## TEXTO FORNECIDO
Ao olhar uma cidade brasileira é possível ver a divisão provocada pela segregação espacial no território, seja urbano, seja rural. A avaliação é fruto de mapeamentos e análises cartográficas realizada por Rafael Sanzio, geógrafo e professor da UnB (Universidade de Brasília).

O pesquisador é autor ou co-autor de vários livros que analisam a formação das comunidades quilombolas e a distribuição desses locais pelo país.

"Quando você sobe em um avião e olha lá de cima, como é Maceió? É uma cidade de morros cheia de padrões habitacionais populares e favelados; e ilhas, províncias. Salvador é parecido, Rio de Janeiro é parecido, com uma escala lógico diferenciada, mas tem um padrão que se repete", diz.

Segundo ele, ainda estamos falando de territórios quilombolas porque essas comunidades não tiveram oportunidades e nem fizeram parte da história oficial da nação durante muito tempo.

"Porque na mentalidade, no pensamento social dominante brasileiro quilombo é coisa do passado, todos foram acabados, foram extintos".

Rafael Sanzio, geógrafo, professor da Universidade de Brasília e especialista em quilombos - Gabriela Biló/Gabriela Biló /Folhapress

Como se explica a divisão espacial de bairros e cidades no Brasil nos quais pessoas negras estão sempre relegadas as áreas mais periféricas? É possível dizer que isso ainda é resquício do período da escravidão?
A política do processo de formação territorial do Brasil, nos últimos cinco séculos, tem sido configurada por desigualdades na sua estrutura social e pelos lugares segregados. O espaço geográfico é a melhor instância de observação e percepção do que efetivamente ocorre no país.

A captura da espacialidade constituída a partir da diáspora é reveladora do país conflitante nesses últimos tempos, porque o Brasil africano tem sido hostilizado pelas instituições, pelas políticas, de uma maneira generalizada para ele não aparecer.

Quando você sobe em um avião e olha lá de cima, como é Maceió? É uma cidade de morros cheia de padrões habitacionais populares e favelados; e Ilhas, províncias. Salvador é parecido, Rio de Janeiro é parecido, com uma escala lógico diferenciada, mas tem um padrão que se repete.

O Brasil nesses últimos cinco séculos não produziu nenhum tipo de reparação [para as pessoas que foram escravizadas]. E o espaço urbano e o espaço rural são profundamente reveladores disso.

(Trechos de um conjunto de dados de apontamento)
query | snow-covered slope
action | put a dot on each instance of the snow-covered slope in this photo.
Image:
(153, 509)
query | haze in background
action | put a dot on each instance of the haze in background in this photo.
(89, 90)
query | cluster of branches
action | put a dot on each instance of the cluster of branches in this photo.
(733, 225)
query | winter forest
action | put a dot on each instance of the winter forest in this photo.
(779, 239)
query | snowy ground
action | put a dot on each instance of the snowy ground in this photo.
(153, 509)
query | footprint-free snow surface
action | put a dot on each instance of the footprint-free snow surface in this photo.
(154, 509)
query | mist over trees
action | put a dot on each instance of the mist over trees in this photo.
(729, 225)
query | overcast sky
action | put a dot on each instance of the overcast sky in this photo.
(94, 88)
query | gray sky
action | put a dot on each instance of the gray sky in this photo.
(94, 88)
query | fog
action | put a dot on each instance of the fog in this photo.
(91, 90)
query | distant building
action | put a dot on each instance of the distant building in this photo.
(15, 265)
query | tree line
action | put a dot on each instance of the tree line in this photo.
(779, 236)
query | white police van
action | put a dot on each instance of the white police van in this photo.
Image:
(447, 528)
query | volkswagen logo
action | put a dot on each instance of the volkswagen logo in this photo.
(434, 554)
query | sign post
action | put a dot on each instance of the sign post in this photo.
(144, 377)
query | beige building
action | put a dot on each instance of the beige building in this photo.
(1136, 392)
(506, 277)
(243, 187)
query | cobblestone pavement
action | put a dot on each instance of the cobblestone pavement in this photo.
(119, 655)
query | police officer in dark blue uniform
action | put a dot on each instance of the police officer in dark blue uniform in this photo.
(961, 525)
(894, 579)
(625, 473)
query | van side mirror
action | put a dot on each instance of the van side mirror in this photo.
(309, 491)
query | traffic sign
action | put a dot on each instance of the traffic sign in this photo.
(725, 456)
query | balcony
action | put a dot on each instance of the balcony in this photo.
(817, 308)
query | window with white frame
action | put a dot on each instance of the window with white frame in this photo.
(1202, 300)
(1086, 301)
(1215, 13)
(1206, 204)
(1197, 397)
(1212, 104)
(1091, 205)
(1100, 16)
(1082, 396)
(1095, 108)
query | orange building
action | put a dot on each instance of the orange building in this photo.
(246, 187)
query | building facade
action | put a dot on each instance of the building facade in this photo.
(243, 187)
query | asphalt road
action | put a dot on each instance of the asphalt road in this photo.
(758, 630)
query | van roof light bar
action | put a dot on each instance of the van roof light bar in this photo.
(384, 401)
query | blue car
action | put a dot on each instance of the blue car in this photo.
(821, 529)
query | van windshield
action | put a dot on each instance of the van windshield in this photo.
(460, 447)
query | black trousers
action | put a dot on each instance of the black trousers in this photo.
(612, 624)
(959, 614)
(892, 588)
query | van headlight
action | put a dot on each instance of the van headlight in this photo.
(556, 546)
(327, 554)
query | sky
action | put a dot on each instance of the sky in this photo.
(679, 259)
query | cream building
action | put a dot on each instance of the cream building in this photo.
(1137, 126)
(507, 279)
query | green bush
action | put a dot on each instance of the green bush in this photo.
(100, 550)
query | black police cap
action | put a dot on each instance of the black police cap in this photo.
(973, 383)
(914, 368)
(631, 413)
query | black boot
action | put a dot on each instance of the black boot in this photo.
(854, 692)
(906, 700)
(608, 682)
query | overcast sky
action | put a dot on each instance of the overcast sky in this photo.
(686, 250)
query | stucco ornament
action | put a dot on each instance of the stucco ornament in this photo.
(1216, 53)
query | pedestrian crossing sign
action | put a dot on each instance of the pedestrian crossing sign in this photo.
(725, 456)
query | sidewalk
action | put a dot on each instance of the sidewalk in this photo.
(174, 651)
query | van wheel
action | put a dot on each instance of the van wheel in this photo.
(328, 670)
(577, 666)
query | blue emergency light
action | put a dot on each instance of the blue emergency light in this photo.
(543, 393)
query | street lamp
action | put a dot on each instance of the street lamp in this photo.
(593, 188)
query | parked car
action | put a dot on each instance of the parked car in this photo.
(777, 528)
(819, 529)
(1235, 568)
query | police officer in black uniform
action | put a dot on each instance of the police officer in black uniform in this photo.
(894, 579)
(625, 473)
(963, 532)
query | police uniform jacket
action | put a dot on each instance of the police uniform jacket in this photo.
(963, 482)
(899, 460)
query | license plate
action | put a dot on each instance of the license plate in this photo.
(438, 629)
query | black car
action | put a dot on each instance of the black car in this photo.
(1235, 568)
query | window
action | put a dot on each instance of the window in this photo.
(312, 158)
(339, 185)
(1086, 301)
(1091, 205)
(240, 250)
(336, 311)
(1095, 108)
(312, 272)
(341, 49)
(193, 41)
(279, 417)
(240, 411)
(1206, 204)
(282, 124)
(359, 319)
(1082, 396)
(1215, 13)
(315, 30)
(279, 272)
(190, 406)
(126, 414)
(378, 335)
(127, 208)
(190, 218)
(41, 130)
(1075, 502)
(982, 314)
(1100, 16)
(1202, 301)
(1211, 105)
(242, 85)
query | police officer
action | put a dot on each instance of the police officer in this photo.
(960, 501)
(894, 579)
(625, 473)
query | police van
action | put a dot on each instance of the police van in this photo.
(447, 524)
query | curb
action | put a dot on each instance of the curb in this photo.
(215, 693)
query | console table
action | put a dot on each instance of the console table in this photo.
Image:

## TAREFA 1
Segundo o texto sobre segregação espacial, quem fez os mapeamentos e as análises cartográficas que embasam a avaliação?
## TAREFA 2
Prossiga com o texto sobre segregação espacial no Brasil a partir do ponto em que ele termina.
Os dados vêm de uma fonte distinta.

## RESULTADO 1
Rafael Sanzio, geógrafo e professor da UnB (Universidade de Brasília).

## RESULTADO 2
Quando eu olho uma cidade eu vou ver a divisão, a segregação espacial no território brasileiro, seja urbano, seja rural.

Por que nós estamos falando [ainda] hoje de territórios quilombolas que estão no Brasil há cinco séculos? Porque os quilombos não tiveram oportunidade nem fizeram parte da história oficial da nação durante muito tempo. Porque na mentalidade, no pensamento social dominante brasileiro quilombo é coisa do passado, todos foram acabados, foram extintos.

O quilombo é a primeira grande instância de resistência territorial, social, econômica, política. A maioria das constituições que tivemos era eugênica. A Constituição 1988 é a única que tem a palavra quilombo. É um projeto para que sejam invisíveis.

A formação das periferias, dos subúrbios, das favelas foi proposital, ou seja, foi incentivada a partir da falta de integração das pessoas negras?
Subúrbio já é uma expressão pejorativa, quer dizer aquilo que não é urbano. Faz parte de um urbanismo que separa. É um urbanismo, uma geografia que não enxergava o Brasil real. Essa expressão suburbana é para o que está depois da cidade formal. São expressões que tem um fundo pejorativo, mas que são formalizadas na academia.

Nós temos dois Brasis, um formal e um informal. Um incluído e um excluído. Quando a gente olha, por exemplo, uma imagem de satélite, ela mostra quem existe e quem não existe. A existência revelada a partir da leitura do espaço.

Onde as avenidas são iluminadas à noite? Onde não tem luz? Por que que os subúrbios existem? É porque fazem parte desse projeto de quem tem lugar e de quem não tem lugar. Porque no pensamento social de uma classe brasileira dominante o lugar dos africanos e seus descendentes não é no Brasil, é em qualquer outro lugar. Quem tem terra tem poder.

Por que os quilombos não são pensados e vistos como formações rurais?
Na historiografia oficial o quilombo era para ser destruído, era uma ameaça, porque afrontava o sistema. Mas isso não é só no Brasil. O Brasil tem uma posição de destaque, mas América toda foi estruturada no sistema de escravidão e cheia de contradições onde o quilombo é a grande expressão espacial mais concreta desse conflito.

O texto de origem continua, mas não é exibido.